EXCERPT
▬▬▬▬▬▬
Unit 5

Question 1

What is the purpose of descriptive statistics?

Answer 1

they provide conclusions about a sample, such as position, central tendency, and variability. They summarize the data for easier interpretation

Question 2

What is the purpose of inferential statistics?

Answer 2

they provide conclusions about the population. They use sample data to make generalizations or predictions about a larger group

Question 3

What is the difference between statistics and parameters?

Answer 3

Statistics (^ø) are estimated based on a sample
Parameters (ø) are values that describe the entire population
-> statistics are used as estimators of parameters

Question 4

What is the role of probability theory in statistics?

Answer 4

It is the foundation for inferential statistics.
-> helps estimate the likelihood of obtaining specific results and assists in making conclusions based on random or deterministic phenomena

Question 5

What is a conceptual hypothesis?

Answer 5

a broad statement predicting a relationship between two variables
-> e.g.: “Class attendance is related to academic performance.” It guides the research and sets the foundation for further testing

Question 6

What is an operative (statistical) hypothesis?

Answer 6

a specific, testable prediction that can be confirmed or refuted with data.
-> e.g.: “The average grade of students with more than 60% attendance will be higher than that of students with less than 60% attendance.” (H: μ1 > μ2)

Question 7

What does the hypothesis “H: µ1 > µ2” represent in this hypothesis: The average grade of students with more than 60% attendance will be higher than that of students with less than 60% attendance

Answer 7

it predicts that the average grade of students with more than 60% attendance (μ1) will be higher than the average grade of students with less than 60% attendance (μ2)

Question 8

What is the conceptual hypothesis?

Answer 8

it is a direct statement and easy to understand

Question 9

what is the operational hypothesis?

Answer 9

quantifiable, measurable and ultimately analyzable terms
-> inform how the concepts or variables will be measured
-> is about quantifying, to be able to compare and verify the stated relationship in an objective way

Question 10

in what terms do we use statistical hypothesis?

Answer 10

in terms of statistics or parameters

Question 11

What are statistical hypotheses formulated with?

Answer 11

the population in mind, not the sample

Question 12

What is the purpose of an operative/statistical hypothesis?

Answer 12

An operative/statistical hypothesis is used to quantify and compare the stated relationship in an objective way, allowing for verification of the claim

Question 13

What is the null hypothesis (H0)?

Answer 13

it always states equality, meaning there is no effect, difference, or association. It assumes no relationship between variables.
-> e.g.: “There is no effect, the difference is 0.

Question 14

What is the alternative hypothesis (H1)?

Answer 14

it is the opposite of the null hypothesis. It states that there is an effect, difference, or association. It is based on the research hypothesis.
-> e.g.: “The effect is not equal to 0 (Effect ≠ 0)

Question 15

How do we test hypotheses?

Answer 15

by checking whether our claim can be supported by evidence from the population. We compare the null hypothesis (H₀) with the alternative hypothesis (H₁) using data

Question 16

What does a directional hypothesis predict?
▬▬▬▬▬▬
RECORD EXTRACTS
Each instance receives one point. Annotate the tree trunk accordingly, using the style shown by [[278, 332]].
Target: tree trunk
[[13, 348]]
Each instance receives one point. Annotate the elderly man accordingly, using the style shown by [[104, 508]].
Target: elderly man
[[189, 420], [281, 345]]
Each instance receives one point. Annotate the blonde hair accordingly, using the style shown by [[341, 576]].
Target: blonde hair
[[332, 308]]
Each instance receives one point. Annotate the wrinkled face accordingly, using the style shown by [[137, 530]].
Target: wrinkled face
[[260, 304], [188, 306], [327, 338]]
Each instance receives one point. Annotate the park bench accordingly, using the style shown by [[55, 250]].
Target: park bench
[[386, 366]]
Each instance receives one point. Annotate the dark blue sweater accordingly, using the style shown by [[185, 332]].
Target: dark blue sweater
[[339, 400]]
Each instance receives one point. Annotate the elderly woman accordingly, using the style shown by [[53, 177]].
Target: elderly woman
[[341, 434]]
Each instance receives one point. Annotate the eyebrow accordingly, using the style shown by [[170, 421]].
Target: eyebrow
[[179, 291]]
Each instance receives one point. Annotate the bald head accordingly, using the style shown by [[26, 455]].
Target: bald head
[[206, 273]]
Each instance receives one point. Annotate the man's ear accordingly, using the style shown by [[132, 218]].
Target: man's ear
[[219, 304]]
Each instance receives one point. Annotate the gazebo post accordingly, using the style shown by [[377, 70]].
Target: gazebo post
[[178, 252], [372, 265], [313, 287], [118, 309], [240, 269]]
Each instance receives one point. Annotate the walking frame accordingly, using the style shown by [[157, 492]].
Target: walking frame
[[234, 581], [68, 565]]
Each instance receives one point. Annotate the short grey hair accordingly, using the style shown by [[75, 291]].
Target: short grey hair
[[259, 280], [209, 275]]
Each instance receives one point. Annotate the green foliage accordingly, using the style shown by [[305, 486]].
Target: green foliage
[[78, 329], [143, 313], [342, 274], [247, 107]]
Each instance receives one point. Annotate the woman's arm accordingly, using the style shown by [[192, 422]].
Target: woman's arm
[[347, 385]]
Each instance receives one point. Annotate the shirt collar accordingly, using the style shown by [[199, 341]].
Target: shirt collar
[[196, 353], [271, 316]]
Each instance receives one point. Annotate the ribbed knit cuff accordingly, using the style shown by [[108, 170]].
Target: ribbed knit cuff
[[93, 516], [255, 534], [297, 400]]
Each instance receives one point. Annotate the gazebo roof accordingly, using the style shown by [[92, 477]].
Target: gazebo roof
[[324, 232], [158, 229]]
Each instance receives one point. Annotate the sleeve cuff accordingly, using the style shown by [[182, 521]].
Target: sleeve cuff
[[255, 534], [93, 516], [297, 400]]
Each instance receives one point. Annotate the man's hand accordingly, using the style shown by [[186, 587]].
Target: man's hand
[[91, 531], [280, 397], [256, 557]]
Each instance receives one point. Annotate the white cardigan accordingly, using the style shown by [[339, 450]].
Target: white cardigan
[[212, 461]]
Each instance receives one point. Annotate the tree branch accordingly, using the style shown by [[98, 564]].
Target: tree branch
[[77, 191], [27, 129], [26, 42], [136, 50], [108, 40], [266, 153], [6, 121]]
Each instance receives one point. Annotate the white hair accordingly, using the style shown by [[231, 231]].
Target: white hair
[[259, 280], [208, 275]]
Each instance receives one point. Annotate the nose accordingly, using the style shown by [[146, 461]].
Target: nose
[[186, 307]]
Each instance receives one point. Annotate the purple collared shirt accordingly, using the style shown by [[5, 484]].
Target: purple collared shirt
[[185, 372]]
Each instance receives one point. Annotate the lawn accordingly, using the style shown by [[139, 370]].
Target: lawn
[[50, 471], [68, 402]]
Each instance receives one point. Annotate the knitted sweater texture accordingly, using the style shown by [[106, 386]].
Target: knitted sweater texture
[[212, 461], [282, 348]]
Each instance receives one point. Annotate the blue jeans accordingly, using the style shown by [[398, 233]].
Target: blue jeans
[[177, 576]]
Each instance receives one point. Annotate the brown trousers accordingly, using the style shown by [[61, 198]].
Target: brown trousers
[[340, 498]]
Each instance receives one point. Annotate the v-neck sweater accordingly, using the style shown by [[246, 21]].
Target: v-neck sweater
▬▬▬▬▬▬
WHAT YOU WILL DO
Resume the Unit 5 statistics notes where they stop, beginning with Answer 16.

REPLY TO THE TASK
Answer 16

it predicts a particular direction of difference between population

Question 17

What is an example for Directional hypothesis regarding this hypothesis: The air-conditioned (AC) group will get better final marks than the non-air-conditioned (SA) group

Answer 17

H0: 𝜇AC ≤ 𝜇SA
H1: 𝜇AC > 𝜇SA

Question 18

What is an example for Nondirectional hypothesis regarding this hypothesis: Extroverted people will show different mean self-esteem scores than introverted people

Answer 18

H0: 𝜇E = 𝜇I
H1: 𝜇E ≠ 𝜇I

Question 19

What does a Nondirectional hypothesis predict?

Answer 19

It does not predict a particular direction of difference

Question 20

Do a hypothesis testing for this:
Operational hypothesis: University students who experience high levels of academic stress show a worse academic performance compared to those with low levels of stress.

Answer 20

It is..
Directional (One-tailed)
H1: µHS < µLS
H0: µHS ≥ µLS

Question 21

How are directional and nondirectional hypotheses tested in inferential statistics?

Answer 21

Directional and nondirectional hypotheses are tested using the same general process, but the predictions differ:

Directional hypothesis: Predicts a specific direction of the difference.
Nondirectional hypothesis: Does not predict a specific direction of the difference

Question 22

How is a hypothesis tested in inferential statistics?

Answer 22

statistics rely on probabilities to determine the likelihood of a certain effect, assuming the null hypothesis is true.
-> helps us assess if the evidence supports the alternative hypothesis

Question 23

What does the probability in hypothesis testing represent?

Answer 23

how likely it is that a certain effect will occur, assuming the null hypothesis is true.
-> helps determine whether the observed data is consistent with the null hypothesis

Question 24

Why do we use samples and statistics to test hypotheses?

Answer 24

to test hypotheses and generalize the results to the population, as it’s often impractical to test the entire population

Question 25

How is a statistic from a sample related to a population?

Answer 25

it is analogous to a direct score from the population, but with the limitation that it might not be identical due to measurement error

Question 26

Why do different samples show different statistics?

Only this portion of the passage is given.